The solution to the problem in reality is very simple. The measures suggested by the “left” of selective control of imports and control of capital exports are impractical under capitalism. There are too many loopholes and the inevitability of a black market.

There is no way round the solution of the crisis, in the interest of the working class, except by crisis and emergency measures. Clement Attlee in his book Labour in Perspective suggested that Labour should pass an enabling act giving them blanket powers to take action against big capital. They are responsible for the virtual decay and decline of British capitalism.

A real plan of production

Now is the time not to promote further monopolies as the government is now deliberately doing by forcing amalgamations of business, but the taking over of the private banks, the less than 400 monopolies and the insurance companies that control the major part of the economy. If it is a question of maintaining the value of the pound as “a sacred symbol”, the taking over of the banks and the City corporations would soon solve that problem. A monopoly of foreign trade could decide which imports and which exports were essential. A democratic socialism drawing in the trade unions, the shop stewards, the Labour and Co-op workers, scientists, technicians, housewives, small shopkeepers and small businesses could discuss and plan the resources of the country. No man is an island. That is the lesson of organised Labour. No country is an island that is the lesson of Britain’s crisis for the past twenty years. References to gnomes of Wall St. and Zurich is merely to mystify the problem. It is a question of the international division of labour which complements the national division of labour, into docking, motor car manufacturing and so on.

> EXTRACTED ENTRIES
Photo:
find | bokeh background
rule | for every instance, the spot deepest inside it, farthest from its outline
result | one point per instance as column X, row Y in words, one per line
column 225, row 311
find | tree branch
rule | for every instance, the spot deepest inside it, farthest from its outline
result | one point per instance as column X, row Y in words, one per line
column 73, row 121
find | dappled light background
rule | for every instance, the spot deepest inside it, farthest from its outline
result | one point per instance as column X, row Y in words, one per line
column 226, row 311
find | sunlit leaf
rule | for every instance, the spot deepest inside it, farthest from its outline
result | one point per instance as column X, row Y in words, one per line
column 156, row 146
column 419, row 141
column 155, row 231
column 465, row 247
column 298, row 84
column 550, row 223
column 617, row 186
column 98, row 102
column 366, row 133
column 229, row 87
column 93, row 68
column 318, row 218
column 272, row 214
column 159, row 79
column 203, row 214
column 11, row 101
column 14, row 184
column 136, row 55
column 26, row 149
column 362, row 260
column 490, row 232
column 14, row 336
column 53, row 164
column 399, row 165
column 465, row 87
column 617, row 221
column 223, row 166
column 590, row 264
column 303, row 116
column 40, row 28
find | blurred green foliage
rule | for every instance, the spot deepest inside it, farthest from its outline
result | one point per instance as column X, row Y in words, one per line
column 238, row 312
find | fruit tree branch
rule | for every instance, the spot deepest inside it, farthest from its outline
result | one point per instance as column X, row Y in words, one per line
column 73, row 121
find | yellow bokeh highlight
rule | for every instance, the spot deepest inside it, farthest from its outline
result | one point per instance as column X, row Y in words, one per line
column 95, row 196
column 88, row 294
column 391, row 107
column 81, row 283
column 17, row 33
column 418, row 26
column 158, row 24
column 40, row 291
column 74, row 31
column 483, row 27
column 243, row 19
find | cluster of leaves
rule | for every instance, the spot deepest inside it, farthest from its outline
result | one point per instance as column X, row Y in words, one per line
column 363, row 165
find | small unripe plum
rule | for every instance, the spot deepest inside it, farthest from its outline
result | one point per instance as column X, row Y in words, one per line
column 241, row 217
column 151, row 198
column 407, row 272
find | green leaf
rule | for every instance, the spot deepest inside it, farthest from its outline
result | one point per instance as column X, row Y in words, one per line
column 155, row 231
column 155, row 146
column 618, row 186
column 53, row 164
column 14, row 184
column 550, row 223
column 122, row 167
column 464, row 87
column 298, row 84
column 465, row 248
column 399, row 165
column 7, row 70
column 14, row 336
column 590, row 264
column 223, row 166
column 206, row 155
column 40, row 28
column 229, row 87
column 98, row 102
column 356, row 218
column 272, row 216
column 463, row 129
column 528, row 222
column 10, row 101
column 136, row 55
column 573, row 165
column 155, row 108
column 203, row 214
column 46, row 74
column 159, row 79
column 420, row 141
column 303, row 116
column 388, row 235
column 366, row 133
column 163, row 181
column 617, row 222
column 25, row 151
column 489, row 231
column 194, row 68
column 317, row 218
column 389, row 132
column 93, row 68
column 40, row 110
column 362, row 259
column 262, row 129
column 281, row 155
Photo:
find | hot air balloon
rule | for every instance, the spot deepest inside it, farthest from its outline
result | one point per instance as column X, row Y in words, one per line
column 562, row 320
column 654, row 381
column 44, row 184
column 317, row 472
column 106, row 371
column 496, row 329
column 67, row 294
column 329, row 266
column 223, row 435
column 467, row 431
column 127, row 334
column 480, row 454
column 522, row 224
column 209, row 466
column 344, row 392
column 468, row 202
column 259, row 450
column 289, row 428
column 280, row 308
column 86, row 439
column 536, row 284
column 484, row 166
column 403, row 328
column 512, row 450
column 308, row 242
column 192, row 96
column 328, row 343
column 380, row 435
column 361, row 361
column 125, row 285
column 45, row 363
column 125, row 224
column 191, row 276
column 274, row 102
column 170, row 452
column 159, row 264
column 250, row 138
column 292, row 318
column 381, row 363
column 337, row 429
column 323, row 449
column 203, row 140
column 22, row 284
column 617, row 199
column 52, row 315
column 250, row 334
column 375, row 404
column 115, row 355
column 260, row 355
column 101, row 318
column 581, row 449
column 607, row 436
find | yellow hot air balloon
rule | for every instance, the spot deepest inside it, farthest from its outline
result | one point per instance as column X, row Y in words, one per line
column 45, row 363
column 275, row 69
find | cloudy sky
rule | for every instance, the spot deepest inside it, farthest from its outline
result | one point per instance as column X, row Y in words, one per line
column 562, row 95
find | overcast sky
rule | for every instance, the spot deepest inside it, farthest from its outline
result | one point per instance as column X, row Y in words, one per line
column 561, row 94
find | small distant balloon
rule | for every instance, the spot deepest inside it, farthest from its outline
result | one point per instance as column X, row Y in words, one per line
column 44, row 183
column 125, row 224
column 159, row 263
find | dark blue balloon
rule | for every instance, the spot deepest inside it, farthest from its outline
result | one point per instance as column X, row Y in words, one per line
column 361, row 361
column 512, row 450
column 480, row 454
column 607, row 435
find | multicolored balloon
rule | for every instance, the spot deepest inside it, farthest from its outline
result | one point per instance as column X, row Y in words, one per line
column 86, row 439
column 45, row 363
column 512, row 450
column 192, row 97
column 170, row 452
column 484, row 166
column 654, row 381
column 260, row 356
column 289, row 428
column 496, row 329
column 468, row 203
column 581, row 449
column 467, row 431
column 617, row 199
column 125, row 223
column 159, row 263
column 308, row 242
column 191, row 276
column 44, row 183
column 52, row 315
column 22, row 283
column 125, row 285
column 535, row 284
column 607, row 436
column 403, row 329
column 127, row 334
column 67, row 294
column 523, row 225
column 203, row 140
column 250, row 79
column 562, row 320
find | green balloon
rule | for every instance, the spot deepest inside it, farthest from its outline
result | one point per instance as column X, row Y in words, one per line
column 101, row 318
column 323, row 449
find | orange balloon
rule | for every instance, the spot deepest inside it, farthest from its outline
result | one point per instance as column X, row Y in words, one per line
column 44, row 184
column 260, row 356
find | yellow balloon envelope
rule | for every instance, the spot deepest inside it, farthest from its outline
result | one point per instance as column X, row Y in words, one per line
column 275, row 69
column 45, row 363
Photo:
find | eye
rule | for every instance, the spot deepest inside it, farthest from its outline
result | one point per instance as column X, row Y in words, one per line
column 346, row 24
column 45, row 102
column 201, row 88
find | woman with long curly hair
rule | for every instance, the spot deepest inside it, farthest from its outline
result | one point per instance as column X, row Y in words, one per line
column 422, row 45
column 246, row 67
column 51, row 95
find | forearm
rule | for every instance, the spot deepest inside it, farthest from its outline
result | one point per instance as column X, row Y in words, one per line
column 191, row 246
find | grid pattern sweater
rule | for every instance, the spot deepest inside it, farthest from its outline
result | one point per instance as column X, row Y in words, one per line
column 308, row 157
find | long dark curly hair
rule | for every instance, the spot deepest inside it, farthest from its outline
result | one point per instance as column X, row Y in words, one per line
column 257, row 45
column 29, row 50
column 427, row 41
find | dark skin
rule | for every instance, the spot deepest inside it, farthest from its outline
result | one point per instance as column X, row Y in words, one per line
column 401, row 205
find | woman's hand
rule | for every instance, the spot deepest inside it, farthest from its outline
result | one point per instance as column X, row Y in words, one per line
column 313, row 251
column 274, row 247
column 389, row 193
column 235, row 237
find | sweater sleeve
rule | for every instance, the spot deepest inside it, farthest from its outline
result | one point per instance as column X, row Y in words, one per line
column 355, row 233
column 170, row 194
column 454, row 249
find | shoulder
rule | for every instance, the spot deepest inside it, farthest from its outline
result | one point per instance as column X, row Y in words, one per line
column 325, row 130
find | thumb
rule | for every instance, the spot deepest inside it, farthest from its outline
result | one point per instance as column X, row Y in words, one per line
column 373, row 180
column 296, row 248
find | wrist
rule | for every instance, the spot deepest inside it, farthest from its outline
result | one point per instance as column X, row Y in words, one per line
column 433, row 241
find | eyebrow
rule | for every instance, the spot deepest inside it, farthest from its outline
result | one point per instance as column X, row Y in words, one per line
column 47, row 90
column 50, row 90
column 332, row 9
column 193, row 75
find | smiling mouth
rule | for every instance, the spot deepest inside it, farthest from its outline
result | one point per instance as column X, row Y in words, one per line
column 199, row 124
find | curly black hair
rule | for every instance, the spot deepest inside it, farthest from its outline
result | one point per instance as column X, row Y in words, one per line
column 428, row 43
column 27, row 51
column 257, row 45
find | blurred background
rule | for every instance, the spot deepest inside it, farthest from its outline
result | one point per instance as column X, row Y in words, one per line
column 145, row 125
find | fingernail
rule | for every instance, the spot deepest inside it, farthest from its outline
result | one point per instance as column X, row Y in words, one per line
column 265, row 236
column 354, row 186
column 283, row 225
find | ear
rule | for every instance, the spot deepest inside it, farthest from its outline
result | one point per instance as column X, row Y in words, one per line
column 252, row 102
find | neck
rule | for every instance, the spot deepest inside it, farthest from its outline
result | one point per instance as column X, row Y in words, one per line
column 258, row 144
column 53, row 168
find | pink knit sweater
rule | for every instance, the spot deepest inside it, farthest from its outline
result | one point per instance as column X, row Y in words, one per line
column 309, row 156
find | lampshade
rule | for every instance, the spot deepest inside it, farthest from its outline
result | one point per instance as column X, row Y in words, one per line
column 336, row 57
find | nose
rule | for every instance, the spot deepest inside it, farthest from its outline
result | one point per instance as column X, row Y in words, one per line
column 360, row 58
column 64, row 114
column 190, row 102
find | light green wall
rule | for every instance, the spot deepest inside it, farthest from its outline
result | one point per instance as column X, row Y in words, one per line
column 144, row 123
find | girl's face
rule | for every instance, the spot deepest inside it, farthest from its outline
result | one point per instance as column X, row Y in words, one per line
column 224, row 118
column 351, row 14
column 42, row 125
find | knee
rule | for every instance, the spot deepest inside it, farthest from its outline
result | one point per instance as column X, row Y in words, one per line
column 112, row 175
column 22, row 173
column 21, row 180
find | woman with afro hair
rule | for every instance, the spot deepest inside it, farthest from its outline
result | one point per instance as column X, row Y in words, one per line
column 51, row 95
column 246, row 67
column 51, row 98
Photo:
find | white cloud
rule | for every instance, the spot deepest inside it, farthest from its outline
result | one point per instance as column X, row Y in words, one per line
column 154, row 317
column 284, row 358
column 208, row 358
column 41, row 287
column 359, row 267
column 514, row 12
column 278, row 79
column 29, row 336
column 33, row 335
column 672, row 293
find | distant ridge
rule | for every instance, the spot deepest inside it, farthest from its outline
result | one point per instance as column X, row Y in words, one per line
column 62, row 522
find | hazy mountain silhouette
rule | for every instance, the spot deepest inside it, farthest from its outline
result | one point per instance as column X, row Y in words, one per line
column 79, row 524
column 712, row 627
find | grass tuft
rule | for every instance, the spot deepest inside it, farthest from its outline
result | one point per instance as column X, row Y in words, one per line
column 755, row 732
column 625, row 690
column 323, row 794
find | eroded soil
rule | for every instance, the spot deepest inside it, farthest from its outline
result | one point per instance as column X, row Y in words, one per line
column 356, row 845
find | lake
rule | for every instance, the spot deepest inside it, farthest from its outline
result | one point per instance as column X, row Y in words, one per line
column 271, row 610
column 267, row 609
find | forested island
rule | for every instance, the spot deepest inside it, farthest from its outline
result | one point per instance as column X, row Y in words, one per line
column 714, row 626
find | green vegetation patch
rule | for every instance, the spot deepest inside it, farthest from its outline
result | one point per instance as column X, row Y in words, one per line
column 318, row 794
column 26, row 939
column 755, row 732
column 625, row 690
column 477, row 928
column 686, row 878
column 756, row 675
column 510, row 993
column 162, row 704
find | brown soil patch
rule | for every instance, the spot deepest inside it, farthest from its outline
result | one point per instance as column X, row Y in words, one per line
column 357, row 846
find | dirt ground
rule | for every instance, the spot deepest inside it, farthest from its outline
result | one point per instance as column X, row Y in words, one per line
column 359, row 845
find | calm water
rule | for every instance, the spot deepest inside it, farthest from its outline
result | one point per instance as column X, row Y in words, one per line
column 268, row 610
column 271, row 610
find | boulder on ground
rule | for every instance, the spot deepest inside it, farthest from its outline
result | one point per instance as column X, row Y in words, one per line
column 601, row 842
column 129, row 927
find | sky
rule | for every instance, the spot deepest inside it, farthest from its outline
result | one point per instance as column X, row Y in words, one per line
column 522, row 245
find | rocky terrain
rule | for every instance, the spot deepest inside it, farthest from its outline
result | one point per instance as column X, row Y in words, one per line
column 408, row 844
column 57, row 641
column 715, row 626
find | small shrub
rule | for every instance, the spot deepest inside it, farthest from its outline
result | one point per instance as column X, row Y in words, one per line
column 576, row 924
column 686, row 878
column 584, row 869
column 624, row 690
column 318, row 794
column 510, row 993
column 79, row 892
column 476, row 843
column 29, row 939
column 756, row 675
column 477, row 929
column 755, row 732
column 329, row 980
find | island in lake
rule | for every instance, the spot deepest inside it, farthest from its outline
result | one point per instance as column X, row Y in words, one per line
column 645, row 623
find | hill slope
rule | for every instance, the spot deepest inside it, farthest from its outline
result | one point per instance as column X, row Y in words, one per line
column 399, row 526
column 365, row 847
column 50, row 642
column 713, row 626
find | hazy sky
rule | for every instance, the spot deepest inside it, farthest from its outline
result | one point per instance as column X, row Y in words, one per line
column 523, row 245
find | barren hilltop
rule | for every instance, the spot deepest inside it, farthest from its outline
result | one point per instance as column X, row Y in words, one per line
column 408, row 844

> REQUIRED ACTION 1
Please write out the part of the passage on Britain's economic crisis from "The solution to" to "a black market.".
> REQUIRED ACTION 2
In the passage on Britain's economic crisis, what did Clement Attlee suggest in his book Labour in Perspective?

> TASK SOLUTION 1
The solution to the problem in reality is very simple. The measures suggested by the “left” of selective control of imports and control of capital exports are impractical under capitalism. There are too many loopholes and the inevitability of a black market.

> TASK SOLUTION 2
He suggested that Labour should pass an enabling act giving them blanket powers to take action against big capital.